[start]

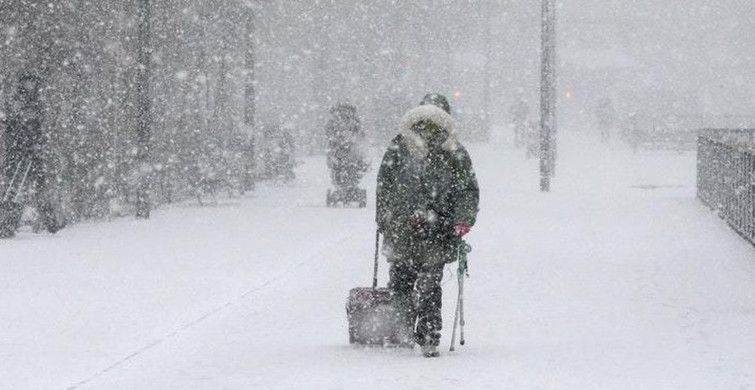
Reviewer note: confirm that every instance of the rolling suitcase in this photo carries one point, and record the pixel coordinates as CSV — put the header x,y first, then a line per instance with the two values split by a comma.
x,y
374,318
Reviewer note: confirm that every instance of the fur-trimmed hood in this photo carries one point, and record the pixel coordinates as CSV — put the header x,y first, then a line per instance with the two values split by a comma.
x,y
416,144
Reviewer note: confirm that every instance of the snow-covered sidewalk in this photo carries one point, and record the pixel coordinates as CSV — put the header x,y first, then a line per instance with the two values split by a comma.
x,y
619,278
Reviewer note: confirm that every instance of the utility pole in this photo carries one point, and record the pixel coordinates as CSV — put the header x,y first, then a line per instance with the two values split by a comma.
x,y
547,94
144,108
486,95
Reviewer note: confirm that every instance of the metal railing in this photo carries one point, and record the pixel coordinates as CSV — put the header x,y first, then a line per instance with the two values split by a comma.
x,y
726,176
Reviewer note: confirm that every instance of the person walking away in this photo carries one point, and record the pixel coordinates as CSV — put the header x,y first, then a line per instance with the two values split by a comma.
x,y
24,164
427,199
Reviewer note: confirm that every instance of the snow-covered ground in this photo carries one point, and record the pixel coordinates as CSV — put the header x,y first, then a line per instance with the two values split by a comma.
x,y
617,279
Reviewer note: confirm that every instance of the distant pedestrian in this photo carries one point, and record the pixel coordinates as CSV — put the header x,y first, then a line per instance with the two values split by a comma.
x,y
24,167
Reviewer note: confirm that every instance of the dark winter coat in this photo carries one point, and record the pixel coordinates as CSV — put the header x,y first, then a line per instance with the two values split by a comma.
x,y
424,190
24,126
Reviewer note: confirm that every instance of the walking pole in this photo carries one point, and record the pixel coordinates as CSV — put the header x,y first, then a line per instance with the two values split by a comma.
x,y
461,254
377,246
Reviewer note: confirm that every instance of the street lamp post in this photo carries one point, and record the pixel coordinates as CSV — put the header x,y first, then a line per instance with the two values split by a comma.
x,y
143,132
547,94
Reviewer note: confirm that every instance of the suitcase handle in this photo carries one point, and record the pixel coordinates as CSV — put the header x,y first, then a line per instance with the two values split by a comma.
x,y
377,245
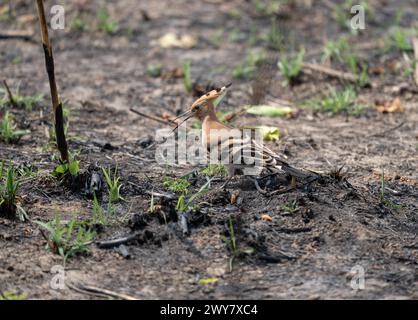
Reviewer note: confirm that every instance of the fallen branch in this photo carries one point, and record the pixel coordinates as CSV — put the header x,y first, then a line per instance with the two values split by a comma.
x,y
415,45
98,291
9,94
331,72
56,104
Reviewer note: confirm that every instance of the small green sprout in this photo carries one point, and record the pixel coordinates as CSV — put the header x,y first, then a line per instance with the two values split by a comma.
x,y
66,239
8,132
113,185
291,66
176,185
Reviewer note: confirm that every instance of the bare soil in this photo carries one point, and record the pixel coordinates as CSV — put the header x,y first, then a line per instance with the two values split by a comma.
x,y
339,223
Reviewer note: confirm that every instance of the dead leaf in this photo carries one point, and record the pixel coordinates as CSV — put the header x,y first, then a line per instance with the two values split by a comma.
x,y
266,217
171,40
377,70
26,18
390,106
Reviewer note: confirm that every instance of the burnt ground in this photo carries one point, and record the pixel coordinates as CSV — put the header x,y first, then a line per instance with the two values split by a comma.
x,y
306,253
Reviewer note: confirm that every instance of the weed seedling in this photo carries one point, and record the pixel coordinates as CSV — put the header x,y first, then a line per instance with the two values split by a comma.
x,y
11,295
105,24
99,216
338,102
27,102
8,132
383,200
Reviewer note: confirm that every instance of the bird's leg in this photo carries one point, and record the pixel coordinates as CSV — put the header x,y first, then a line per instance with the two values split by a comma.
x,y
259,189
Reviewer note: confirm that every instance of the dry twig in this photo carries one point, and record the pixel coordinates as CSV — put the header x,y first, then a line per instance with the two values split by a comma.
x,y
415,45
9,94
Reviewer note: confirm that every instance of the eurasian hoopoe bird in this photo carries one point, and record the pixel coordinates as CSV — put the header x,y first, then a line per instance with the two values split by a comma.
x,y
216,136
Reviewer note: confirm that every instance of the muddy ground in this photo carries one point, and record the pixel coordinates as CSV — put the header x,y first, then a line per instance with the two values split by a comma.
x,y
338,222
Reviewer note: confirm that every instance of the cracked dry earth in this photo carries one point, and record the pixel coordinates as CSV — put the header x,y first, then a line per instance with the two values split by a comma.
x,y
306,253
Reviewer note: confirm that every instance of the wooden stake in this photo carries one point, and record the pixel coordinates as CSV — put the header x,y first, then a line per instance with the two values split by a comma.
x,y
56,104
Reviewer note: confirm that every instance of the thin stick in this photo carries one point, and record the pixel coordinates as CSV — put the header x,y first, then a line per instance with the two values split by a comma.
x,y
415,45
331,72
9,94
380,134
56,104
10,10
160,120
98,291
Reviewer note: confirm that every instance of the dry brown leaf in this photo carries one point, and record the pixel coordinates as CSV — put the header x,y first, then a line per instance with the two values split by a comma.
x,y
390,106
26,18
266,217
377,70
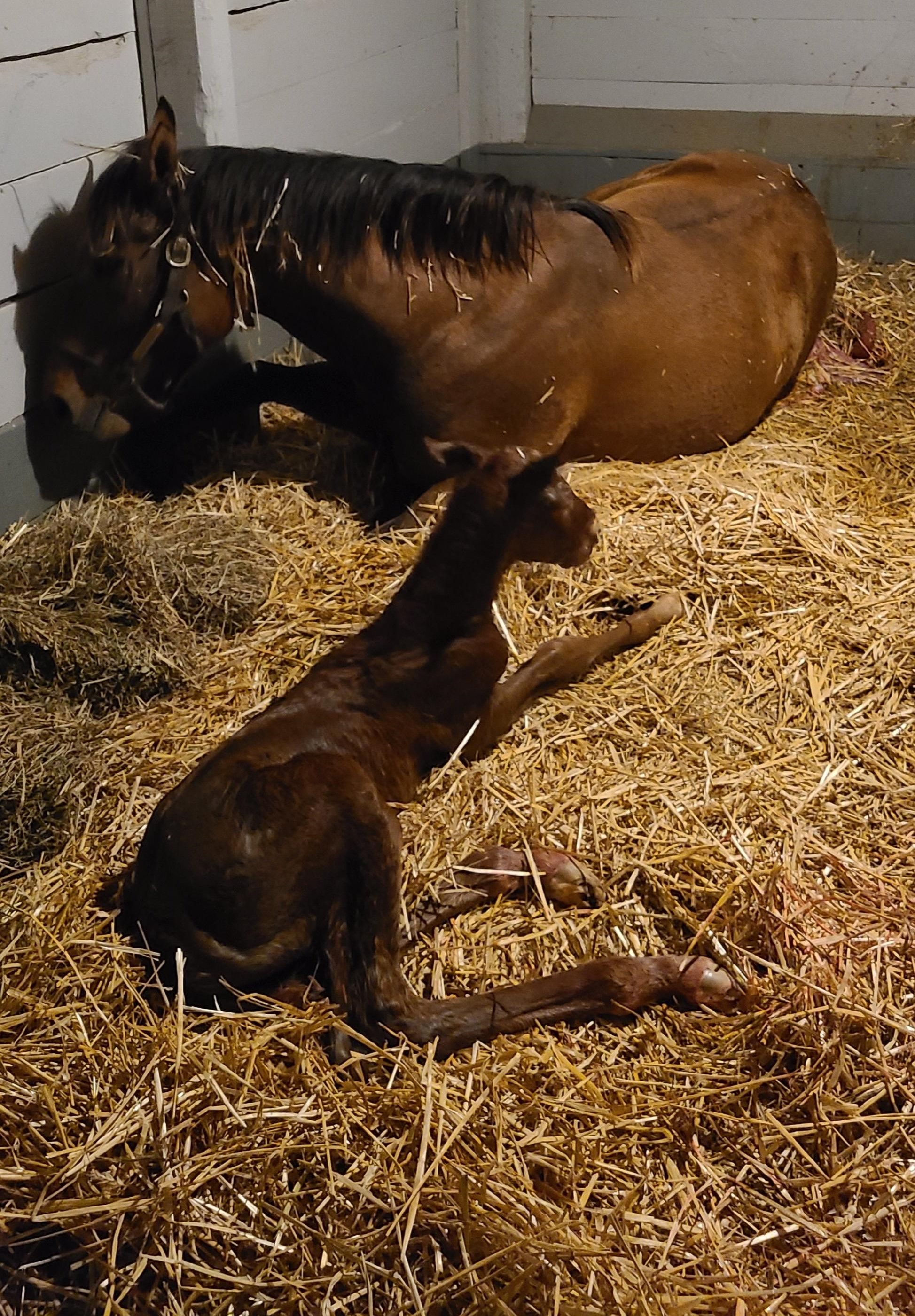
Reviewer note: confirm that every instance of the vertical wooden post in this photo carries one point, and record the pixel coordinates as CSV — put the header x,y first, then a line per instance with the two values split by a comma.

[end]

REQUIREMENTS
Please set down each line of the data above exactly as written, without the pictures.

RESPONSE
Reviewer note: confirm that every instance of the rolling suitcase in this photo carries one point, and record the pixel coordinates as CSV — put the header x,y first, then a line per instance with the two values split by a comma.
x,y
374,318
Reviewer note: confirm that every instance of the fur-trimmed hood in this photo carries one point, and record the pixel coordinates as CSV — put the header x,y first, then a line per instance with the two values split by a comma.
x,y
416,144
Reviewer note: confirm that every instance of the snow-covered sidewalk in this photo carries one point, and record the pixel coordinates as CSV — put the header x,y first, then a line per instance with the two values split by a comma.
x,y
619,278
Reviewer note: confirm that every instance of the utility pole in this photo carries one point, and record the pixel coordinates as CSV — put the header x,y first, then a line per instance with the two values split by a comma.
x,y
547,94
144,108
486,95
Reviewer note: confirm that every instance of the metal railing in this photo carries one point, and record the pixel coordinates as CSV — put the header x,y first, then a line per instance with the two values split by a comma.
x,y
726,176
Reviewer note: confirm that every instance of the person walking away in this photo carries one point, and record the pixel coordinates as CSV — put the header x,y first, then a line per instance with the two values split by a comma.
x,y
24,164
427,199
Reviewer note: confirm that every instance of the snow-covered ground in this photo carries one point, and record the pixel coordinates as CSV — put the header x,y first, then a line per instance with the two values split by a comma.
x,y
617,279
Reviewer note: confirm that every instance of the distant pedestrian in this photo carries one point, and record the pixel coordinates as CSV — put the header x,y first, then a line per instance with the two values split by a comma.
x,y
24,167
Reviewer note: confirm that every instance of the dark winter coat in this photo carries one point, and record the pixel coordinates as CSV — put the header x,y first, then a line per instance with the two values split by a comma.
x,y
424,190
24,126
Reviewer note: confirm that every instance of the walking pole in this photo carries one point, and record the pixel coordinates as CSV — put the header x,y first, then a line per instance with the two values split by a comma.
x,y
461,254
377,246
Reviewer note: confirm that every instance of the street lamp post in this photo carries one point, and record the pixel coordinates as CSV — put the header x,y first, then a line per instance with the two values split by a comma.
x,y
143,132
547,94
Reviewer note: confirm that every instance of the suitcase handle in this photo carries one point, and record the pixel coordinates as CSV — put the header x,y first, then a line per instance with the two values split by a comma.
x,y
377,245
Reviewer note: confirm that every instance of the fallen branch in this photo carries one point, and record the pixel coordinates as CSV — put the header x,y first, then a line per instance with the two values split by a comma.
x,y
415,45
98,291
9,94
331,72
56,104
Reviewer note: confirm that every instance of the small green sprout in this photo carries one point, and record the pixel coordinates as CSV — put the header x,y first, then a line per instance with the two values split by a comma.
x,y
66,239
8,132
113,185
291,66
176,185
Reviewer note: confirm that every instance of the bare soil in this photo carries one point, and record the pixel coordinates as CSV — put the header x,y first, then a line per instance with the two values split by a comma.
x,y
339,223
Reviewer note: confirm that every instance of the dead leaf in this photo carries one point, and record the pixel coordinates as CSV — put the header x,y first, then a line per instance with the two values split by a comma.
x,y
266,217
171,40
377,70
26,18
390,106
Reviewer note: confirm that every instance of the burnt ground in this photo carries one point, and record the pixel coordinates as CSV — put the header x,y first, then a line per instance with the two values split by a comma.
x,y
306,253
Reviewer note: confirm that every instance of the weed seedling in this photo carries one point, and record the pixel coordinates as CSV — put the header x,y first, then a line per instance with the two values split by a comma.
x,y
11,295
105,24
99,216
338,102
27,102
8,132
383,200
Reviewer note: confirm that every instance of the bird's leg in this photo carries one point, and record the pixel coordinates as CSV — put the header x,y first, then a line per instance with the two values split by a comma.
x,y
259,189
Reviewer note: confirm that every instance of the dry twig in this photo carries one point, and record the pixel coordinates as CSV — put the header x,y first, then a line per instance with the two values split by a comma.
x,y
415,45
9,94
Reviewer note: confirm that every instance of the eurasian hoopoe bird in this photo carries one point, and record the pixel coordinates as CSV — put the header x,y first, then a line per instance with the two values split by a comma.
x,y
216,136
Reviewer note: confirm that every instance of the muddy ground in this photo carries one point, and record the pixel coordinates as CSV — put the header x,y first, then a line per instance with the two values split by a comma.
x,y
338,222
Reviewer note: confirm that every instance of the cracked dry earth in this photo carries one point, and record the pixel coordinates as CSV — put the header x,y first, then a line per instance with the two values split by a comma.
x,y
306,253
Reviewer note: confirm that every instance of the wooden stake in this photo carries one point, and record the pixel coordinates as CSV — put the header x,y first, then a line per instance with the two values split by a comma.
x,y
56,104
Reviewer note: confirm that every instance of the thin stick in this photo carries one point, and record the pixel coordinates as CSV — put the header x,y first, then a line per instance with the two values split by a comma.
x,y
415,45
331,72
9,94
380,134
56,104
10,10
160,120
98,291
Reviewer note: confirm that every instance of the dry brown leaf in this photo carries one point, and record the pixel coordinates as CSV — put the header x,y first, then a line per instance with the two values split by a comma.
x,y
390,106
26,18
266,217
377,70
Reviewer note: confirm that every instance of the vertical wooden post in this photo carries one point, and record the pixel coordinates as CSV — put the header x,y first, then a line per instance with the two values split by a comma.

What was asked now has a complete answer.